Short task 1 - Copy everything from "PH-Dropout does not select" down to "of test views." in the PH-Dropout reply, switching "assumption" to "expectation".

━━━ Extract ━━━

We would like to thank you again for your detailed review. Below, we answer your questions and address your concerns.

To weakness (1)

“how are the test-views selected?”

PH-Dropout does not select test-views. This is because, the camera/test-view selection, it works with arbitrary views, where we use the random selected test views as per base methods for the convenience of the result reproduction.

“Is there an assumption on the distribution of the cameras?”

PH-Dropout does not need an assumption of the selection of test views.

“ If you select your camera far enough from the training ddistribution, the dropout rate would drop to zero , as the error from that view would be high anyway?”

PH-Dropout does not encounter this issue because the dropout rate is independent of the camera’s position. The dropout rate is calculated using Algorithm 1. Specifically, as outlined in lines 4–6 of Algorithm 1, the dropout rate is determined by applying dropout to the train views, using the highest rate that does not affect rendering performance on these views. Empirically, the dropout rate is not negligible, typically ranging from 10% to 30%, and varies depending on the base method.

This dropout rate computation process is applied consistently to all tested views. Consequently, even for distant views, the dropout rate remains significant, albeit with much higher variance (in contrast, there should be near-zero variance for train views). This results in greater uncertainty for far-away test views.

评论

To weakness (2)

In fact, PH-Dropout is more robust than a spatial method. The primary reason is “uncertainty in depth” is just one of the factors that influences the Model (Epistemic) Uncertainty.

━━━ The input ━━━

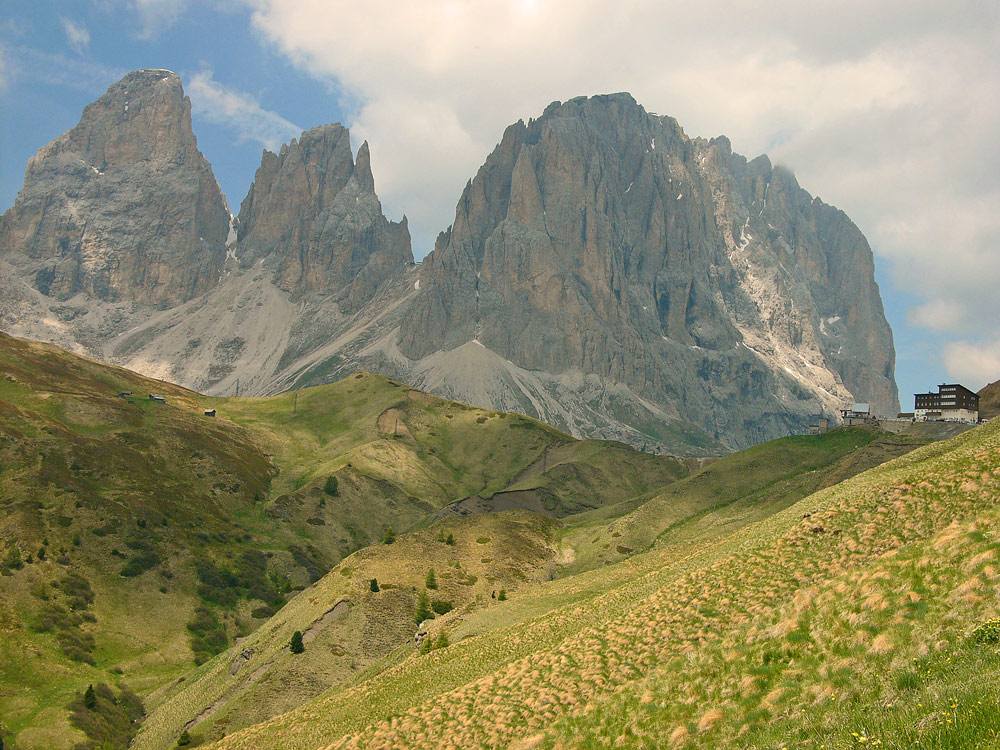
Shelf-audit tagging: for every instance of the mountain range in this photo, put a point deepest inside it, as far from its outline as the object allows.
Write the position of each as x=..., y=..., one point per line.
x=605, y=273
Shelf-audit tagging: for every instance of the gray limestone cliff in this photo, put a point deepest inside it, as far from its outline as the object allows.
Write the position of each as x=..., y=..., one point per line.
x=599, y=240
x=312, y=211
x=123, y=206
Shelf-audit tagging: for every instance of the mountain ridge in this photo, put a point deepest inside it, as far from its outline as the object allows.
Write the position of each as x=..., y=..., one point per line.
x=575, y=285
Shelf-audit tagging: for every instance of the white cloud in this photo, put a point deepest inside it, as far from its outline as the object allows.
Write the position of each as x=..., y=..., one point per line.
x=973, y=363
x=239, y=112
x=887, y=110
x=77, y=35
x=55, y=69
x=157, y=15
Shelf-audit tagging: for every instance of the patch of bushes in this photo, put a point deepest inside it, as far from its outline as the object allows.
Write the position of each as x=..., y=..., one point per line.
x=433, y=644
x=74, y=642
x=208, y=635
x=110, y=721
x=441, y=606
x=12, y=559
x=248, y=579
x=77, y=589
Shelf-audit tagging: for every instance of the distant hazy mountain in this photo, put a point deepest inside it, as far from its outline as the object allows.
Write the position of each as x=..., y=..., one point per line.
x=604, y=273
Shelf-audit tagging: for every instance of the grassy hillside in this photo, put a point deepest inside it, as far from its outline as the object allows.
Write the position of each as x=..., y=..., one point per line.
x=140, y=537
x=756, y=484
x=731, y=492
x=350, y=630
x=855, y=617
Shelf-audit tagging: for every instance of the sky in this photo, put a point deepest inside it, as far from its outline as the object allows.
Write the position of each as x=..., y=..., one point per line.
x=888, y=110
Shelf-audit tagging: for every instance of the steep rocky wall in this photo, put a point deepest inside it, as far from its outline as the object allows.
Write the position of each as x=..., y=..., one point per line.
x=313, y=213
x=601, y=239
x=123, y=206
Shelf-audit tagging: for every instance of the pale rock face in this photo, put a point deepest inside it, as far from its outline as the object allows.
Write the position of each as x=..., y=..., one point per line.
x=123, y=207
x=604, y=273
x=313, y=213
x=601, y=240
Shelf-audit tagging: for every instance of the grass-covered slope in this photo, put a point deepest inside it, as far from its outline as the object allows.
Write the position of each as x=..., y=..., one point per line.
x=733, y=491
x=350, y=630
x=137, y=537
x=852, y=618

━━━
━━━ The input ━━━

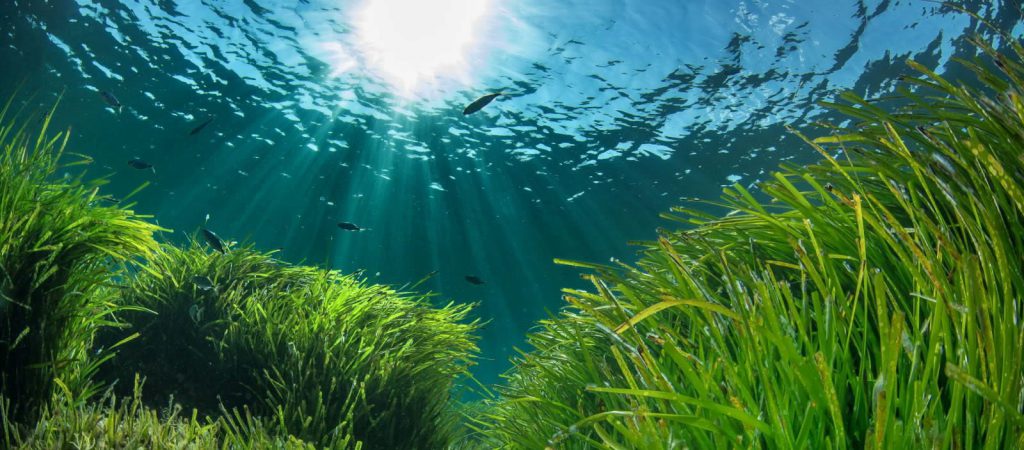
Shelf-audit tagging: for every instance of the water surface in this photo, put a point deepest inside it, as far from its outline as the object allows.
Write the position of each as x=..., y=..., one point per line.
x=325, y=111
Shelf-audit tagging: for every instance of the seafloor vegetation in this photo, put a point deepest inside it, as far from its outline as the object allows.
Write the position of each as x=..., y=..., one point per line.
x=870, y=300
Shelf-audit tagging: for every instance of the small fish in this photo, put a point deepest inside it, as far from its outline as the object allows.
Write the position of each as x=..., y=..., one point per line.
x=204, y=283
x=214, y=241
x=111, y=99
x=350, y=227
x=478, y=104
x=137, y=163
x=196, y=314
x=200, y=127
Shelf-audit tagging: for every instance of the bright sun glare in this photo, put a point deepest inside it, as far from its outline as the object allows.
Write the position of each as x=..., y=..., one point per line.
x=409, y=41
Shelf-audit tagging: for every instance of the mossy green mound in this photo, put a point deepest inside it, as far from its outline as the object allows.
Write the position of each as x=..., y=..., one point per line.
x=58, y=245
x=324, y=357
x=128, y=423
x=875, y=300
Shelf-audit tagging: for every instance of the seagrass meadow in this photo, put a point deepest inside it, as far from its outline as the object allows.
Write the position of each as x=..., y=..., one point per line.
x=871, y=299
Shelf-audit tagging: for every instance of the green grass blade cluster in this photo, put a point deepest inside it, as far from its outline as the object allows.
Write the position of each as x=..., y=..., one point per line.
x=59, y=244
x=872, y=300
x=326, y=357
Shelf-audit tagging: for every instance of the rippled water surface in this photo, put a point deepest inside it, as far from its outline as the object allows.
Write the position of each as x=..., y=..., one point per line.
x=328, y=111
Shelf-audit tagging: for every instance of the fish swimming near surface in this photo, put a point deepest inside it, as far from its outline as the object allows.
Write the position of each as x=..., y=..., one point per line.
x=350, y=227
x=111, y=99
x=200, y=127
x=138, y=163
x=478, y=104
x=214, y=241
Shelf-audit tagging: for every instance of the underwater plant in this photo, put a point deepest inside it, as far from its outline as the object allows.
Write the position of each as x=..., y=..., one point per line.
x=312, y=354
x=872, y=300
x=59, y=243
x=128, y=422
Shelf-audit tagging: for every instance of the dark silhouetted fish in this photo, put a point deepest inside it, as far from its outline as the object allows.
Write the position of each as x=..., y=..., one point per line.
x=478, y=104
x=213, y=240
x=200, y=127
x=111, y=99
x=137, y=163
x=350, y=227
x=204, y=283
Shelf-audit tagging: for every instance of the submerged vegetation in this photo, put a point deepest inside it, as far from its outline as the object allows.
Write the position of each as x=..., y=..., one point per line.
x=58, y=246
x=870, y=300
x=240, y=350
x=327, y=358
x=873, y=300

━━━
━━━ The input ━━━

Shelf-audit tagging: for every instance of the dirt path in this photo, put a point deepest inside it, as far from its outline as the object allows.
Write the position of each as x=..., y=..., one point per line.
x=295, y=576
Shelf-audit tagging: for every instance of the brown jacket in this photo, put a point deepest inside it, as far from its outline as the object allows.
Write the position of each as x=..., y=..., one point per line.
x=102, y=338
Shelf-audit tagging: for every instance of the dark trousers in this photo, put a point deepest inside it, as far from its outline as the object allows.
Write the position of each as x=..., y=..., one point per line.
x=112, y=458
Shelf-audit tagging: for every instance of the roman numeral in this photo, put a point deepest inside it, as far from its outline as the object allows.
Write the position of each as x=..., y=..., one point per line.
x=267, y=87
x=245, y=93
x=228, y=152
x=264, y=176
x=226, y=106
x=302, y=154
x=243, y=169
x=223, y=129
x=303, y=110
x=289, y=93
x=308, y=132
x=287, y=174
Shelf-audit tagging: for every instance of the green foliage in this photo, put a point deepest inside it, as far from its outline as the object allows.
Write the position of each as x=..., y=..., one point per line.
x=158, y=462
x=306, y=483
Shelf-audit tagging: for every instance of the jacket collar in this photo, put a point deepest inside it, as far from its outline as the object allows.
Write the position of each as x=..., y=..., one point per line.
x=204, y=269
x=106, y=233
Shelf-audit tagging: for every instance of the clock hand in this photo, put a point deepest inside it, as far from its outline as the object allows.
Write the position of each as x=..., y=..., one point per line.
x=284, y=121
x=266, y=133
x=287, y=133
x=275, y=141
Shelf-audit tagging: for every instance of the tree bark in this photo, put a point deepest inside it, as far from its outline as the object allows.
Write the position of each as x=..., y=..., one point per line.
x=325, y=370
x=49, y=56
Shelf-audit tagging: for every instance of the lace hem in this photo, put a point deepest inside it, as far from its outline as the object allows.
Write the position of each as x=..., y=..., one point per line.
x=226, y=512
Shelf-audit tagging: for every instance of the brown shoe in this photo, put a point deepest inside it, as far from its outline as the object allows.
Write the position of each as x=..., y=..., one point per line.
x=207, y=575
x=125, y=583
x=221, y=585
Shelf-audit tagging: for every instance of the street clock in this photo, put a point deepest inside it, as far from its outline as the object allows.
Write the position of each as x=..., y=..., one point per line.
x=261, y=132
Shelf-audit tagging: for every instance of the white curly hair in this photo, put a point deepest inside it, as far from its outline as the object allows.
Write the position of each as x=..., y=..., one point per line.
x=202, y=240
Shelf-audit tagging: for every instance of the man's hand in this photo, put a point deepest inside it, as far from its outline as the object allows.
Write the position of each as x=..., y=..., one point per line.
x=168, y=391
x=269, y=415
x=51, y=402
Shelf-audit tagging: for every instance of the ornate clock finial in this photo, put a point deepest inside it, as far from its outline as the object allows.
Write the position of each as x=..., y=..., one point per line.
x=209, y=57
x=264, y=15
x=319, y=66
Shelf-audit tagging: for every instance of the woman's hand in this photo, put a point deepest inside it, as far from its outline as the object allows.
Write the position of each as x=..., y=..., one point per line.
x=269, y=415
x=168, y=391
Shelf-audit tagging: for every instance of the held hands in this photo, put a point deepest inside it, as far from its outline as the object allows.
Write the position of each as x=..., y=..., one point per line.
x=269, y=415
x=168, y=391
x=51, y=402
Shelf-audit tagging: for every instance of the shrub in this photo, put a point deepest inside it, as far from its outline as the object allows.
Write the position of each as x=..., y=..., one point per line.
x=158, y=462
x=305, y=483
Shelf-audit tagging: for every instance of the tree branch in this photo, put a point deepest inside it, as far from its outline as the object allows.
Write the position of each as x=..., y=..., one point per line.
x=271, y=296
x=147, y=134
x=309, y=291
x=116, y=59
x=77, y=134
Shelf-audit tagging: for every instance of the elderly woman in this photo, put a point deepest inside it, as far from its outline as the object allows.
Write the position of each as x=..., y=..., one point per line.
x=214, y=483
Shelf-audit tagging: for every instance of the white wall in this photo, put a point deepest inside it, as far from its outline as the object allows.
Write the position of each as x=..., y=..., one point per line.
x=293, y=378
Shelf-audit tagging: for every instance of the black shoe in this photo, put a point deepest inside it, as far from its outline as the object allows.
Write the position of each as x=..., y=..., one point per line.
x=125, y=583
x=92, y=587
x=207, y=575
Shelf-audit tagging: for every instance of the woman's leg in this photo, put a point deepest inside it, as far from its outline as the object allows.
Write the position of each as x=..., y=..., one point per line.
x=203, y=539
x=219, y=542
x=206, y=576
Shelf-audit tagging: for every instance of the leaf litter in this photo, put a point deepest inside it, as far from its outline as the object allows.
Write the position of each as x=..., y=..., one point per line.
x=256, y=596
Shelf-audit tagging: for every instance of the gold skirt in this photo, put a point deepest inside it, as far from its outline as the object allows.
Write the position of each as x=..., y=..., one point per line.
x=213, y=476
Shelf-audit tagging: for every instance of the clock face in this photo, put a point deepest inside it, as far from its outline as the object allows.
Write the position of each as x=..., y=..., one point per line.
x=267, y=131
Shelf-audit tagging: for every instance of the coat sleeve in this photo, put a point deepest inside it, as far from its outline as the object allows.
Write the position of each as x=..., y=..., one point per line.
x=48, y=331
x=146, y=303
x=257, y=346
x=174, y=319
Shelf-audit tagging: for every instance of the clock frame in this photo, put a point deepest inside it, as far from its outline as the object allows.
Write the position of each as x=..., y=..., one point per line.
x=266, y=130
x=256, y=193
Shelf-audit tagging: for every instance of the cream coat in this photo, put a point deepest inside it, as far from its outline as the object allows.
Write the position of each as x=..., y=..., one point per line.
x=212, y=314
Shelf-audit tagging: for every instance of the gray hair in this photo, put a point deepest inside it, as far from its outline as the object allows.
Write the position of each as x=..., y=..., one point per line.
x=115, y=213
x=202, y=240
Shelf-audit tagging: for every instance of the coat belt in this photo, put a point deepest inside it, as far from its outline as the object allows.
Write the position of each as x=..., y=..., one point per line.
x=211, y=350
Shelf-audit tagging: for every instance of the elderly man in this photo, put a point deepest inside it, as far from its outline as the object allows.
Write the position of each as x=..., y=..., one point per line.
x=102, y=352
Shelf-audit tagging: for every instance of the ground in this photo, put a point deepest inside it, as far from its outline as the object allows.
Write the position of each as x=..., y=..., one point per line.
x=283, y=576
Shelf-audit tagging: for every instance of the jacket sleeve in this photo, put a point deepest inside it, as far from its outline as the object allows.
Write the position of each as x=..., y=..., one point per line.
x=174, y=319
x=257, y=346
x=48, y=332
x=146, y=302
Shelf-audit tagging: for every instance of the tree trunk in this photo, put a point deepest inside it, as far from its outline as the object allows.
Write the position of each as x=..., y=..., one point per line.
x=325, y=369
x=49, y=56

━━━

Short task 2 - How many lines of the entries above contain the string "sleeve"? Case counts. Give only the number.

Exercise solution 1 -
PH-Dropout does not select test-views. This is because, the camera/test-view selection, it works with arbitrary views, where we use the random selected test views as per base methods for the convenience of the result reproduction.

“Is there an expectation on the distribution of the cameras?”

PH-Dropout does not need an expectation of the selection of test views.

Exercise solution 2 - 2